● **Problem to work on**: Collect each line in the entries below that contains the string "gorge", treating uppercase and lowercase letters as distinct.

Excerpts from point annotation data:
* Start *

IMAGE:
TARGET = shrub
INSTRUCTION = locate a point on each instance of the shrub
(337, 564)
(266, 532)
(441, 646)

* End *
* Start *

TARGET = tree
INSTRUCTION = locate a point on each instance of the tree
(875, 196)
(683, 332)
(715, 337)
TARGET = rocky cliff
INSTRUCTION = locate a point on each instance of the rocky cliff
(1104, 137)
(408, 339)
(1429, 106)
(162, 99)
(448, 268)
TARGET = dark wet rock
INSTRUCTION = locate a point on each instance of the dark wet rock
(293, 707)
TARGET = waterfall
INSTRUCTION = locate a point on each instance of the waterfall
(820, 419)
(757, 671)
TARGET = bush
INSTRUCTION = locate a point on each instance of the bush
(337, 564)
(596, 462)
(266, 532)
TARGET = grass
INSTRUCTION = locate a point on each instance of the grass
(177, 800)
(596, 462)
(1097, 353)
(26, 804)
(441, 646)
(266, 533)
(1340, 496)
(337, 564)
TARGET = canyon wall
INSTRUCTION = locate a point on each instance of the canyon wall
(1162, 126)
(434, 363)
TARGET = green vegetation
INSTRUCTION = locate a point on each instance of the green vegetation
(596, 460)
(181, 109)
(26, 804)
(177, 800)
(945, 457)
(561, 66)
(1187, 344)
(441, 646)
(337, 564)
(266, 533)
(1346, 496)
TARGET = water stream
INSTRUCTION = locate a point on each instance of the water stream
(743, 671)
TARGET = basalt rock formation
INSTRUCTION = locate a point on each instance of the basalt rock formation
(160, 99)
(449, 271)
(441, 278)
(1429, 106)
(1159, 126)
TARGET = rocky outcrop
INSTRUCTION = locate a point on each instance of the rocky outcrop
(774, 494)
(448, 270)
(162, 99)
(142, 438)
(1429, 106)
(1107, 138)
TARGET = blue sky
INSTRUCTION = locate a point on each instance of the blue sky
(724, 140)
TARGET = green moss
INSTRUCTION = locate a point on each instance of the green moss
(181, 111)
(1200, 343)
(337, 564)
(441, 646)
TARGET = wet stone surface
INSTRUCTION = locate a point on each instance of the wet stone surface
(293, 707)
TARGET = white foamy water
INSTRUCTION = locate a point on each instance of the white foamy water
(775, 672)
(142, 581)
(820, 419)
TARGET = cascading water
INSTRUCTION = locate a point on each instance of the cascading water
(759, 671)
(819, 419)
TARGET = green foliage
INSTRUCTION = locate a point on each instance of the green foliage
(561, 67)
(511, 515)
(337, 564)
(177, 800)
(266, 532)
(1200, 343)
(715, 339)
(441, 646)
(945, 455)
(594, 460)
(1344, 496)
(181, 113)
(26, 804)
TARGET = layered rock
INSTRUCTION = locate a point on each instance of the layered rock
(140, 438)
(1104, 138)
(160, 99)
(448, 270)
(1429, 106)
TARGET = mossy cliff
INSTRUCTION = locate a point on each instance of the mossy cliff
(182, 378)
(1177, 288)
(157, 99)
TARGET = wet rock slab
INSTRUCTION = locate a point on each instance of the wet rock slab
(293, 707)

* End *
* Start *

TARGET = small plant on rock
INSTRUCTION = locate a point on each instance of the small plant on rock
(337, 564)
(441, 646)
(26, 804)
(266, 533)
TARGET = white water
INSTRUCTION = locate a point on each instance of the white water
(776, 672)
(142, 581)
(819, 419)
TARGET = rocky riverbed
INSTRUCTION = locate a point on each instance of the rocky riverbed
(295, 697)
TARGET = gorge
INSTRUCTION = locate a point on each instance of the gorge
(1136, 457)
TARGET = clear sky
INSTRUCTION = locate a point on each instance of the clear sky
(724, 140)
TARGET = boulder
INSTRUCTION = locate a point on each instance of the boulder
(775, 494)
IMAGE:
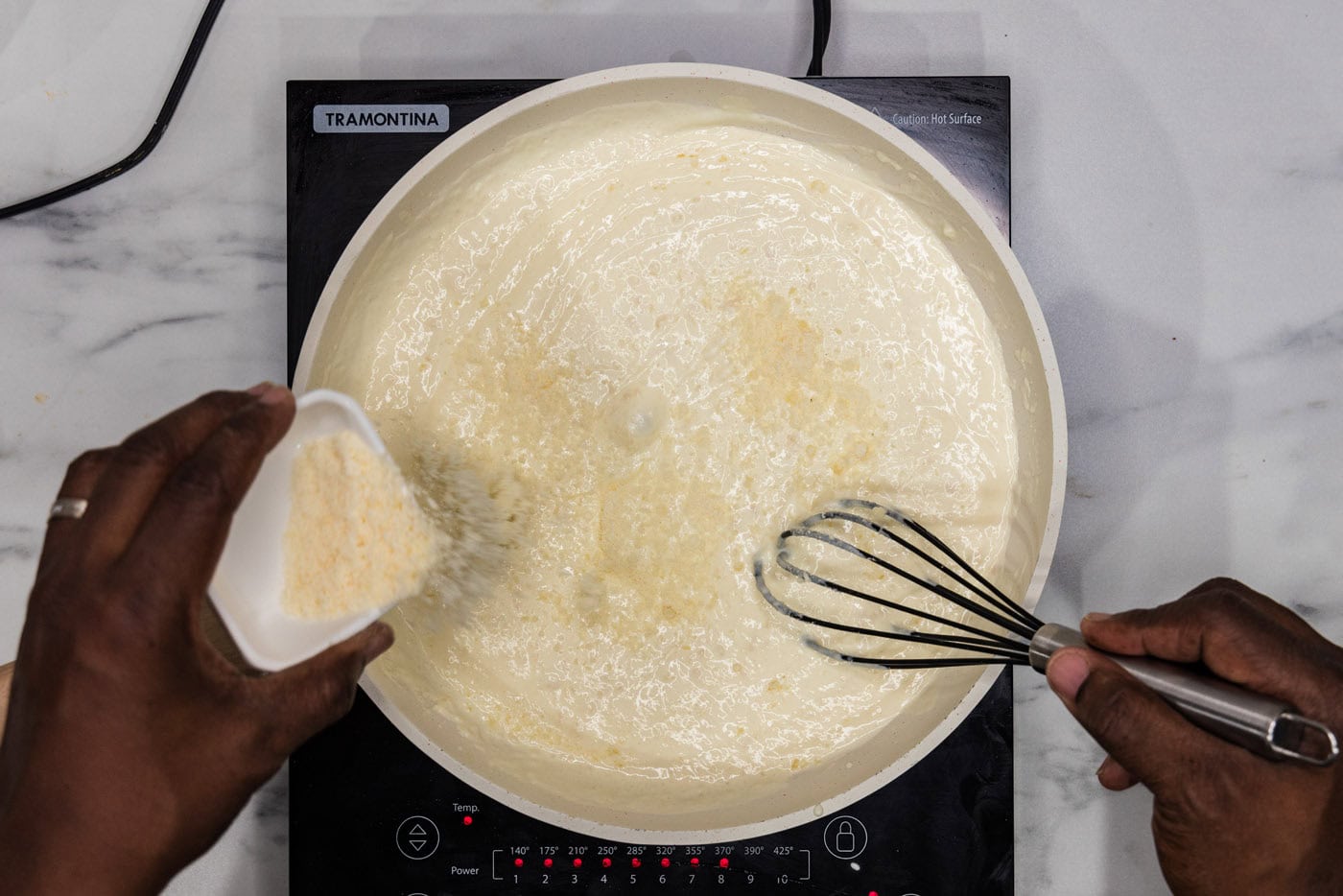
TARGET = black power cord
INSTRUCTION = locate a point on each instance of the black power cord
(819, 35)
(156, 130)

* End *

● **Task answer**:
TARGET = gorge
INSTRUCTION = locate a point on each instance of the gorge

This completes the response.